_Directions for this task_
Pick out each line in the entries below that contains the word "tropical". Case counts.

_Exercise data_
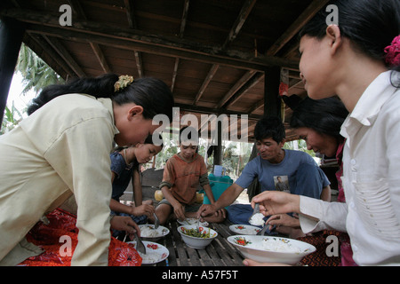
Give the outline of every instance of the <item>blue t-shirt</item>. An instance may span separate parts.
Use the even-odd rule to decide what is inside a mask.
[[[247,188],[258,178],[261,192],[284,190],[319,199],[323,187],[331,184],[325,174],[307,153],[284,151],[285,155],[280,163],[270,163],[260,156],[249,162],[236,184]]]
[[[124,194],[131,182],[133,170],[137,167],[138,163],[135,162],[135,160],[134,162],[126,165],[125,160],[118,152],[112,153],[109,157],[111,159],[111,170],[116,173],[111,197],[119,201],[119,198]]]

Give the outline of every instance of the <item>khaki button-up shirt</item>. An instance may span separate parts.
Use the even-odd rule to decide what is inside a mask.
[[[73,193],[79,234],[72,264],[108,264],[109,153],[117,133],[109,99],[68,94],[0,137],[0,264],[29,256],[27,233]]]

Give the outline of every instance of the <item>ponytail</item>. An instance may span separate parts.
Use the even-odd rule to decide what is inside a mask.
[[[50,100],[65,94],[84,93],[95,98],[109,98],[121,106],[134,103],[143,107],[143,117],[152,119],[156,114],[165,114],[172,120],[173,96],[163,81],[156,78],[134,79],[124,88],[115,91],[119,76],[105,74],[95,78],[81,78],[63,85],[51,85],[33,99],[28,108],[30,115]]]
[[[65,94],[84,93],[95,98],[110,98],[114,92],[114,84],[118,81],[116,74],[106,74],[96,78],[80,78],[63,85],[50,85],[32,100],[28,107],[28,114],[32,114],[52,99]]]
[[[397,64],[387,61],[386,48],[400,34],[399,0],[332,0],[339,11],[339,28],[342,36],[371,59],[381,60],[388,68],[400,71]],[[326,7],[325,6],[325,7]],[[300,32],[322,39],[326,35],[329,12],[323,8]]]

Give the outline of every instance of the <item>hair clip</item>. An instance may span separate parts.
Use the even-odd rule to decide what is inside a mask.
[[[120,75],[118,77],[118,81],[116,82],[114,84],[114,91],[120,91],[121,90],[125,89],[127,86],[129,86],[133,82],[133,77],[129,76],[127,75]]]

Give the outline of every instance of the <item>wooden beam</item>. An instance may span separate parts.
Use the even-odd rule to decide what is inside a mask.
[[[222,107],[222,106],[225,105],[225,103],[228,101],[232,96],[254,75],[256,71],[254,70],[247,71],[239,80],[237,80],[235,85],[225,94],[224,98],[220,100],[217,108]]]
[[[180,33],[178,35],[179,38],[182,38],[183,33],[185,32],[186,23],[188,21],[188,12],[189,4],[190,4],[190,0],[185,0],[185,3],[183,4],[182,20],[180,20]],[[180,65],[180,59],[176,58],[175,65],[173,66],[172,82],[171,83],[171,91],[173,91],[173,89],[175,88],[175,82],[176,82],[176,76],[178,75],[179,65]]]
[[[254,7],[257,0],[246,0],[244,1],[244,4],[242,6],[242,10],[239,12],[239,16],[236,18],[236,20],[235,21],[232,28],[229,31],[229,35],[228,36],[228,38],[225,40],[225,43],[222,44],[221,49],[224,50],[231,42],[236,38],[237,35],[239,34],[240,30],[242,29],[243,25],[247,20],[247,17],[249,16],[250,12],[252,12],[252,8]]]
[[[207,76],[204,79],[204,82],[203,82],[202,86],[200,87],[200,90],[197,92],[197,95],[196,95],[195,99],[193,100],[193,105],[196,105],[200,98],[203,96],[203,93],[204,92],[205,89],[207,88],[208,84],[212,81],[212,77],[214,76],[215,73],[217,73],[218,68],[220,67],[219,65],[212,65],[212,67],[210,68],[210,71],[207,74]]]
[[[133,12],[134,3],[133,0],[124,0],[126,9],[126,17],[128,19],[129,28],[136,28],[136,19]]]
[[[281,98],[279,96],[279,84],[281,82],[281,69],[276,67],[269,67],[265,71],[264,88],[264,114],[281,116]]]
[[[140,51],[145,52],[155,53],[157,51],[164,55],[170,54],[170,56],[195,60],[201,59],[204,62],[214,61],[216,64],[260,71],[264,70],[263,67],[268,66],[296,68],[299,65],[297,60],[260,54],[255,58],[252,52],[236,50],[226,50],[221,52],[212,45],[208,46],[167,36],[151,36],[140,30],[122,28],[112,25],[104,26],[98,22],[75,21],[71,27],[60,27],[58,17],[50,14],[44,15],[36,11],[7,9],[1,11],[0,14],[34,23],[35,25],[30,26],[30,31],[32,32],[51,33],[52,36],[65,38],[79,36],[84,42],[97,41],[98,43],[108,43],[107,44],[111,46],[113,46],[113,42],[119,41],[119,43],[124,42],[124,44],[114,45],[124,46],[131,43],[131,46],[134,45],[136,50],[139,51],[139,48],[140,48],[142,49]]]
[[[257,0],[247,0],[244,2],[244,5],[242,6],[242,10],[239,12],[239,16],[236,18],[236,20],[235,21],[232,28],[230,29],[230,32],[225,40],[225,43],[222,44],[221,50],[225,50],[228,44],[229,44],[235,38],[236,38],[236,36],[239,34],[240,30],[242,29],[243,25],[244,24],[245,20],[247,20],[247,17],[250,14],[250,12],[252,11],[252,7],[254,7],[255,3]],[[200,99],[201,95],[205,90],[205,87],[210,83],[211,79],[215,75],[216,70],[218,69],[219,66],[214,65],[211,71],[213,71],[213,74],[210,74],[207,75],[207,77],[204,80],[204,83],[202,85],[202,88],[200,88],[199,94],[197,94],[194,104],[196,105]],[[224,96],[222,100],[219,103],[217,108],[220,108],[234,94],[236,91],[237,91],[240,87],[250,78],[254,75],[254,70],[248,71],[244,77],[239,79],[239,81],[236,82],[236,83],[234,85],[233,88],[230,89],[230,91]]]
[[[173,89],[175,88],[175,82],[176,82],[176,76],[178,75],[178,67],[180,65],[180,59],[175,59],[175,64],[173,66],[173,72],[172,72],[172,82],[171,83],[171,91],[173,92]]]
[[[248,115],[249,121],[250,120],[260,120],[262,115],[257,115],[257,114],[252,114],[244,112],[236,112],[232,110],[228,110],[224,108],[212,108],[212,107],[206,107],[206,106],[193,106],[193,105],[186,105],[186,104],[180,104],[180,103],[175,103],[176,107],[180,107],[180,111],[188,111],[192,113],[198,113],[198,114],[237,114],[237,115]]]
[[[264,73],[258,72],[254,76],[252,76],[230,99],[223,106],[227,108],[228,106],[235,104],[240,98],[242,98],[250,89],[258,84],[264,78]]]
[[[141,54],[140,52],[135,51],[135,61],[136,61],[136,67],[138,68],[139,77],[141,78],[144,76],[144,71],[143,71],[143,62],[141,61]]]
[[[52,66],[52,66],[58,66],[59,68],[52,68],[62,78],[67,79],[67,77],[75,77],[76,75],[71,67],[42,36],[26,33],[24,43],[49,66]],[[52,64],[52,60],[56,64]]]
[[[72,6],[72,10],[76,13],[76,17],[78,19],[87,20],[86,13],[84,12],[78,0],[68,0],[68,2]],[[94,43],[89,43],[92,47],[92,50],[94,52],[94,55],[96,56],[97,59],[99,60],[101,66],[101,69],[103,69],[104,73],[110,73],[111,69],[109,68],[108,64],[107,63],[106,57],[104,56],[103,51],[101,51],[100,45]]]
[[[270,56],[276,55],[328,2],[329,0],[314,0],[301,15],[292,23],[289,28],[281,35],[276,42],[272,44],[266,54]]]
[[[84,70],[82,70],[76,61],[72,58],[71,54],[69,54],[64,45],[62,45],[57,38],[49,38],[47,36],[43,36],[43,37],[60,54],[78,77],[84,77],[86,75]]]

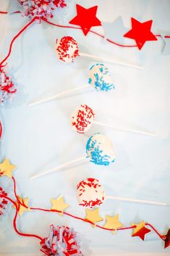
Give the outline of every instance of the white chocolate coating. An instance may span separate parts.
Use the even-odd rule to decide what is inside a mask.
[[[105,199],[101,185],[93,178],[88,178],[77,184],[77,195],[79,205],[90,208],[101,205]]]
[[[71,116],[71,125],[75,131],[84,133],[90,128],[93,120],[93,110],[87,105],[80,105],[76,107]]]

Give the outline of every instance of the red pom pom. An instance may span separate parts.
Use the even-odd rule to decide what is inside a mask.
[[[0,216],[4,215],[4,210],[7,208],[8,204],[8,201],[2,197],[7,197],[7,193],[6,193],[3,189],[0,187]]]
[[[56,52],[59,59],[65,63],[71,62],[79,56],[77,42],[72,36],[56,39]]]
[[[30,18],[38,17],[47,19],[53,17],[53,12],[59,7],[67,6],[65,0],[18,0],[23,6],[23,16]]]
[[[0,121],[0,139],[1,139],[1,134],[2,134],[2,126],[1,126],[1,122]]]
[[[50,226],[49,236],[41,242],[41,249],[48,256],[82,256],[77,234],[65,226]]]
[[[11,101],[16,91],[14,84],[0,67],[0,104],[3,104],[7,101]]]

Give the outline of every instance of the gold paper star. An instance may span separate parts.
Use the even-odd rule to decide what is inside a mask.
[[[64,210],[67,208],[69,205],[66,204],[64,201],[63,196],[60,196],[57,198],[57,199],[51,199],[52,207],[51,210],[56,210],[61,211],[61,212],[59,212],[61,215],[63,215]]]
[[[20,209],[19,209],[18,212],[19,212],[19,215],[21,216],[24,212],[30,210],[30,207],[29,207],[29,206],[27,205],[28,201],[29,201],[29,198],[26,197],[26,198],[23,198],[22,199],[22,198],[21,198],[19,196],[17,196],[17,198],[18,198],[18,199],[20,201],[20,204],[17,202],[16,202],[16,203],[17,205],[17,207],[20,205]],[[24,205],[21,205],[21,204],[25,205],[25,207]],[[15,207],[14,206],[14,207]]]
[[[149,228],[145,228],[145,221],[141,221],[139,224],[132,223],[132,226],[136,226],[134,228],[132,236],[139,236],[142,240],[145,240],[145,236],[146,234],[150,232]]]
[[[106,215],[106,222],[103,226],[103,228],[114,229],[113,234],[115,234],[117,228],[123,226],[123,224],[119,221],[119,214],[115,216]]]
[[[0,173],[2,173],[2,176],[8,176],[12,178],[12,172],[15,168],[15,165],[12,165],[9,159],[6,158],[3,162],[0,164]]]
[[[93,223],[103,220],[103,218],[98,214],[98,208],[94,210],[85,209],[85,219],[93,222]]]

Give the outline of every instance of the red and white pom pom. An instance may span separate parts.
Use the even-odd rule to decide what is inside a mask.
[[[105,200],[105,193],[99,181],[88,178],[80,181],[77,186],[79,205],[90,208],[101,205]]]
[[[0,139],[1,139],[1,135],[2,135],[2,125],[1,125],[1,122],[0,121]]]
[[[0,67],[0,104],[4,104],[8,101],[11,102],[16,91],[14,84]]]
[[[65,0],[18,0],[24,7],[23,16],[52,18],[54,11],[67,6]]]
[[[82,256],[77,233],[65,226],[50,226],[48,237],[41,241],[41,249],[48,256]]]
[[[72,62],[77,56],[79,56],[77,42],[71,36],[56,39],[56,52],[58,58],[64,62]]]
[[[91,127],[95,114],[87,105],[77,107],[71,117],[73,129],[79,133],[86,133]]]
[[[6,193],[3,189],[0,187],[0,216],[4,214],[4,210],[7,208],[8,204],[8,201],[1,197],[7,197],[7,193]]]

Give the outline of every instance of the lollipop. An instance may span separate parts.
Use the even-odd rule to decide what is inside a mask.
[[[110,139],[105,135],[95,133],[90,136],[86,144],[86,156],[83,156],[64,165],[55,167],[43,173],[36,174],[30,177],[34,179],[46,174],[54,173],[63,168],[67,167],[72,163],[88,159],[90,162],[98,165],[109,165],[115,160],[115,153],[113,145]]]
[[[60,55],[61,58],[62,58],[63,55],[61,53],[60,53]],[[66,56],[65,58],[69,58],[69,57]],[[92,86],[98,91],[109,91],[112,89],[114,89],[114,85],[112,82],[112,78],[110,75],[109,68],[106,67],[103,64],[95,64],[90,68],[88,84],[86,84],[82,86],[79,86],[73,89],[61,92],[60,94],[54,94],[52,96],[43,99],[31,102],[29,104],[29,107],[38,105],[41,103],[46,102],[52,99],[59,98],[62,96],[69,94],[76,91],[79,91],[82,88],[87,88],[89,86],[89,85]]]
[[[106,123],[94,121],[95,113],[93,110],[88,105],[80,105],[76,107],[75,110],[71,115],[71,125],[72,128],[79,133],[86,133],[92,126],[93,123],[101,126],[106,126],[123,131],[130,133],[140,133],[155,136],[156,134],[153,133],[137,131],[135,129],[127,129],[125,128],[119,128],[114,125],[110,125]]]
[[[86,145],[90,161],[96,165],[109,165],[115,160],[115,153],[110,139],[101,133],[90,136]]]
[[[77,195],[79,205],[90,208],[101,205],[106,199],[157,205],[167,205],[167,204],[164,202],[106,196],[104,190],[99,181],[93,178],[88,178],[77,184]]]
[[[64,44],[63,44],[63,41],[64,42]],[[70,49],[72,49],[71,51],[70,51]],[[72,62],[77,56],[83,56],[83,57],[96,59],[98,61],[102,60],[107,62],[127,66],[129,67],[143,69],[143,67],[140,66],[137,66],[137,65],[135,65],[129,63],[117,62],[113,59],[101,58],[98,56],[80,52],[78,51],[77,42],[75,41],[75,39],[74,39],[71,36],[64,36],[60,40],[56,39],[56,51],[57,56],[59,57],[59,59],[60,60],[62,60],[65,63],[69,63],[70,62]]]

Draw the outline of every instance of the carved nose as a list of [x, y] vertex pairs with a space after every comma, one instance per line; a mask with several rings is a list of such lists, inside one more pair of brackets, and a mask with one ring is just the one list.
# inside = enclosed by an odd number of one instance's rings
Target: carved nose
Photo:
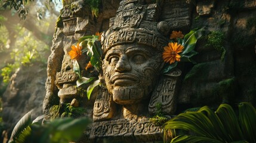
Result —
[[116, 67], [115, 68], [115, 72], [124, 72], [130, 71], [131, 70], [131, 65], [129, 64], [128, 60], [125, 57], [121, 58], [118, 63], [116, 64]]

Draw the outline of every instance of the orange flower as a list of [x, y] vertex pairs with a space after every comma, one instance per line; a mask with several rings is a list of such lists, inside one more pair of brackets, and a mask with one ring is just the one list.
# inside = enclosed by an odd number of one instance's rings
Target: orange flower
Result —
[[177, 38], [183, 38], [184, 35], [182, 34], [182, 32], [181, 31], [172, 31], [172, 33], [171, 33], [170, 39], [177, 39]]
[[82, 46], [78, 43], [76, 46], [71, 46], [71, 51], [69, 52], [69, 55], [71, 59], [78, 59], [82, 55]]
[[98, 36], [98, 41], [101, 41], [101, 35], [102, 35], [102, 32], [100, 33], [98, 32], [96, 32], [96, 33], [95, 33], [95, 35]]
[[87, 66], [85, 67], [85, 70], [87, 70], [88, 69], [92, 68], [92, 65], [91, 64], [91, 61], [89, 61], [87, 64]]
[[181, 56], [178, 54], [182, 52], [184, 46], [177, 42], [169, 42], [168, 46], [164, 47], [163, 59], [166, 63], [169, 64], [174, 63], [175, 61], [180, 61]]

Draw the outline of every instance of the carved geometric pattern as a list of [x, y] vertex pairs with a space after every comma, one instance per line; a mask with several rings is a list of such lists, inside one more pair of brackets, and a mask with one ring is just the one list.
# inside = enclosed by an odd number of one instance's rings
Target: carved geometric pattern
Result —
[[98, 92], [93, 108], [93, 120], [100, 121], [111, 119], [115, 110], [112, 96], [106, 89]]
[[162, 141], [161, 128], [150, 121], [149, 118], [119, 119], [94, 123], [85, 132], [89, 139], [113, 138], [115, 141], [138, 142]]
[[189, 29], [191, 10], [186, 1], [167, 0], [162, 7], [160, 21], [166, 21], [171, 29]]
[[153, 92], [149, 105], [149, 111], [152, 115], [156, 114], [156, 105], [162, 105], [164, 114], [174, 114], [176, 110], [177, 81], [181, 72], [176, 69], [161, 77], [156, 88]]

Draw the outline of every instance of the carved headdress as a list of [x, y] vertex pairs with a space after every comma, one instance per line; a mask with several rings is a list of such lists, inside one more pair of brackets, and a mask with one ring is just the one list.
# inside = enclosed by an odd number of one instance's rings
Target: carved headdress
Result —
[[103, 35], [105, 53], [114, 46], [134, 42], [163, 51], [169, 26], [165, 21], [158, 22], [161, 11], [158, 4], [140, 3], [140, 0], [120, 2], [116, 17], [110, 20], [109, 29]]

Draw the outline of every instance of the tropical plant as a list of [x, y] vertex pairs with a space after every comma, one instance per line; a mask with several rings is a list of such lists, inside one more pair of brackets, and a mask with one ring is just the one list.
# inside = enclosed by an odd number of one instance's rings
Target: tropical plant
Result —
[[52, 142], [67, 143], [79, 139], [90, 121], [86, 118], [58, 119], [44, 123], [41, 116], [33, 122], [32, 111], [26, 114], [15, 126], [9, 143]]
[[[98, 36], [97, 35], [98, 35]], [[93, 67], [94, 72], [96, 75], [99, 75], [101, 70], [101, 55], [103, 54], [101, 49], [100, 35], [86, 36], [79, 38], [76, 46], [72, 45], [72, 50], [69, 52], [71, 59], [75, 60], [73, 70], [78, 75], [79, 79], [76, 81], [78, 87], [85, 83], [90, 83], [87, 91], [87, 98], [90, 100], [92, 90], [95, 87], [100, 85], [98, 77], [86, 77], [81, 76], [80, 67], [78, 64], [79, 57], [82, 54], [85, 54], [90, 58], [90, 62], [87, 64], [85, 69], [87, 70], [88, 67]]]
[[164, 47], [164, 61], [167, 63], [162, 73], [166, 73], [175, 67], [178, 61], [195, 63], [191, 58], [198, 53], [194, 51], [198, 39], [202, 35], [204, 28], [195, 29], [183, 35], [182, 32], [173, 31], [168, 45]]
[[[221, 104], [215, 112], [205, 106], [181, 113], [164, 125], [165, 142], [256, 142], [256, 110], [248, 102]], [[176, 135], [178, 130], [190, 133]]]

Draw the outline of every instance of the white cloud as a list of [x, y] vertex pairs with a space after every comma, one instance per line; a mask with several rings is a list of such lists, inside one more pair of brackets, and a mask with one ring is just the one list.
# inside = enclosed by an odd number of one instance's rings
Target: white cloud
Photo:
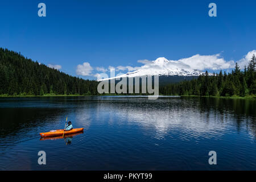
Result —
[[[41, 63], [40, 64], [41, 64]], [[61, 66], [60, 65], [57, 65], [57, 64], [53, 65], [53, 64], [48, 64], [48, 67], [49, 68], [51, 68], [56, 69], [61, 69]]]
[[246, 55], [243, 56], [243, 58], [237, 61], [237, 63], [238, 64], [241, 69], [243, 69], [245, 67], [245, 65], [247, 68], [247, 67], [248, 66], [249, 61], [251, 59], [253, 54], [256, 56], [256, 50], [253, 50], [249, 52]]
[[93, 68], [90, 63], [84, 62], [82, 65], [79, 64], [76, 69], [76, 74], [81, 76], [90, 76]]
[[104, 72], [104, 73], [108, 71], [108, 69], [104, 68], [104, 67], [96, 67], [96, 70], [98, 72]]
[[115, 68], [117, 69], [117, 71], [125, 71], [125, 70], [127, 69], [128, 71], [129, 71], [129, 72], [136, 70], [136, 68], [133, 68], [131, 66], [126, 66], [126, 67], [118, 66]]
[[201, 56], [196, 55], [188, 58], [181, 59], [177, 61], [188, 65], [191, 68], [199, 70], [225, 69], [234, 67], [234, 61], [225, 61], [220, 54]]
[[[256, 50], [249, 52], [237, 62], [242, 68], [245, 65], [248, 65], [248, 61], [251, 59], [253, 54], [256, 55]], [[208, 70], [216, 71], [220, 69], [232, 69], [235, 67], [236, 62], [234, 60], [225, 60], [220, 53], [212, 55], [200, 55], [197, 54], [191, 57], [180, 59], [177, 60], [167, 60], [164, 57], [159, 57], [156, 60], [139, 60], [138, 63], [143, 64], [141, 67], [132, 67], [130, 66], [118, 66], [114, 67], [109, 66], [109, 71], [112, 69], [115, 71], [128, 72], [139, 71], [141, 72], [147, 73], [151, 71], [164, 70], [180, 70], [184, 69], [187, 71], [193, 71], [194, 69], [204, 71]], [[106, 71], [106, 69], [102, 68]], [[96, 75], [95, 75], [95, 76]]]

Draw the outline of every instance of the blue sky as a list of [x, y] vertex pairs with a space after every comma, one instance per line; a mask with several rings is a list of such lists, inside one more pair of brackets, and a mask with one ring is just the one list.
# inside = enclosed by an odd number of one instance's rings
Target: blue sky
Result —
[[[38, 5], [46, 5], [46, 17]], [[208, 5], [217, 5], [217, 17]], [[7, 1], [0, 47], [78, 76], [77, 65], [132, 67], [196, 54], [239, 61], [256, 49], [255, 1]], [[86, 66], [85, 64], [85, 66]], [[125, 72], [123, 71], [123, 72]]]

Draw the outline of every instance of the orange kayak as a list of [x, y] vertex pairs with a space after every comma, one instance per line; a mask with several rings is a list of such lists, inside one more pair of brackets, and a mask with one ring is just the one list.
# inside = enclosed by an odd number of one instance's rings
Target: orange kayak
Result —
[[[83, 128], [81, 128], [81, 129], [72, 129], [71, 130], [69, 130], [69, 131], [65, 131], [64, 135], [70, 135], [70, 134], [72, 134], [73, 133], [81, 132], [82, 131], [84, 131], [84, 129]], [[41, 136], [43, 136], [43, 137], [50, 136], [63, 135], [64, 131], [64, 130], [51, 130], [49, 132], [40, 133], [40, 135], [41, 135]]]
[[[76, 133], [73, 133], [71, 134], [68, 134], [68, 135], [66, 135], [65, 134], [65, 135], [64, 135], [65, 136], [64, 138], [66, 138], [67, 137], [73, 137], [73, 136], [80, 135], [82, 133], [84, 133], [83, 131], [79, 131], [79, 132]], [[63, 139], [63, 135], [55, 135], [55, 136], [42, 136], [41, 138], [40, 139], [40, 140], [57, 140], [58, 139]]]

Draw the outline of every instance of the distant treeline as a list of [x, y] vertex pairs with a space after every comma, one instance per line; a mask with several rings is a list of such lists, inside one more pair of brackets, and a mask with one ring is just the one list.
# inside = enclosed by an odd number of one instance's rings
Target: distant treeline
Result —
[[[254, 55], [242, 71], [237, 64], [232, 73], [209, 76], [159, 86], [164, 95], [244, 97], [256, 94]], [[0, 48], [0, 95], [97, 95], [96, 81], [84, 80], [25, 58], [20, 53]], [[160, 85], [162, 85], [160, 84]], [[139, 94], [142, 94], [140, 90]]]
[[97, 85], [0, 48], [0, 95], [97, 94]]
[[232, 73], [200, 75], [197, 79], [184, 81], [160, 86], [159, 93], [165, 95], [245, 97], [256, 94], [255, 62], [254, 55], [247, 68], [242, 71], [237, 63]]

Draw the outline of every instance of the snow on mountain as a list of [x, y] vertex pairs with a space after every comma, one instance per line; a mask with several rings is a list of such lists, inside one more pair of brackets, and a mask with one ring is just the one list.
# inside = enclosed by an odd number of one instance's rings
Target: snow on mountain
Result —
[[155, 61], [146, 61], [145, 64], [137, 70], [118, 75], [114, 77], [101, 79], [99, 81], [121, 77], [135, 77], [143, 76], [199, 76], [204, 73], [197, 69], [192, 69], [189, 65], [176, 61], [168, 60], [164, 57], [159, 57]]

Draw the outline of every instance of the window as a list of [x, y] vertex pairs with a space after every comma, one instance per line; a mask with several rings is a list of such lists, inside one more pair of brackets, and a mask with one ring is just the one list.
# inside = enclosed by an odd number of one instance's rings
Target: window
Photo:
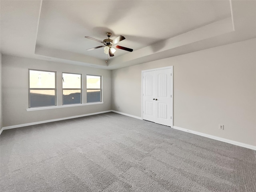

_Task answer_
Draw the outline of every instance of the tropical plant as a list of [x, y] vertex pairs with a space after every comma, one instance per line; a mask with several rings is a list of such lists, inside one more pair of brackets, and a mask with one ring is just the one list.
Target: tropical plant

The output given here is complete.